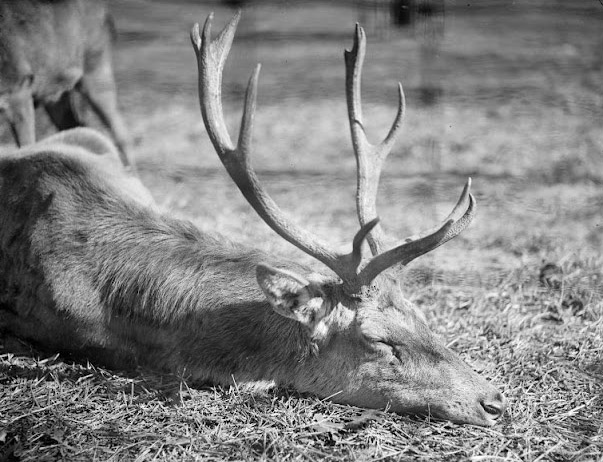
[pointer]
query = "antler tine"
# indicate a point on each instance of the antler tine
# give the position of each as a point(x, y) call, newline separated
point(210, 58)
point(418, 245)
point(369, 158)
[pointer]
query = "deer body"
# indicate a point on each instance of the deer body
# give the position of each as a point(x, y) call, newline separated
point(89, 266)
point(48, 51)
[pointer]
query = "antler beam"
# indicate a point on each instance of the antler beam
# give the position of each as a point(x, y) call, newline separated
point(211, 56)
point(369, 161)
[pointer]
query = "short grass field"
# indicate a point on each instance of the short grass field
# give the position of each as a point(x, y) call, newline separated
point(518, 107)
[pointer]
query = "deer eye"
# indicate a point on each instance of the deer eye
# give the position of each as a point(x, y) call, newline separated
point(397, 350)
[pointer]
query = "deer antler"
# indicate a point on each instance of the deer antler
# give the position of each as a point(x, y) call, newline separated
point(211, 56)
point(369, 161)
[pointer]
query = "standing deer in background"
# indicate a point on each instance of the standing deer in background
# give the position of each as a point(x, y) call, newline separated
point(87, 267)
point(48, 51)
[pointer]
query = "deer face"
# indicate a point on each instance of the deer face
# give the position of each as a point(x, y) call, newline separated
point(375, 350)
point(372, 348)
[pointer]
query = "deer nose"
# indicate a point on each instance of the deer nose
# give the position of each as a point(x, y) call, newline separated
point(495, 406)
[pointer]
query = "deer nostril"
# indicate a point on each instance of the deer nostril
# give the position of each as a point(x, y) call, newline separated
point(494, 408)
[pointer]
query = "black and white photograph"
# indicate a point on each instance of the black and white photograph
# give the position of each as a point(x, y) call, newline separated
--
### Work instruction
Set down again, exactly, the lines of the material above from its first line to the one with "# indicate a point on each instance of the deer body", inclusive. Leave the pictures out.

### Task result
[pointer]
query = "antler tine"
# indicate a point on each instance of the antler tine
# give the position of each as a point(x, y) call, newline separated
point(210, 58)
point(418, 245)
point(369, 158)
[pointer]
query = "deer body"
# indicate a point on each instance of the deer body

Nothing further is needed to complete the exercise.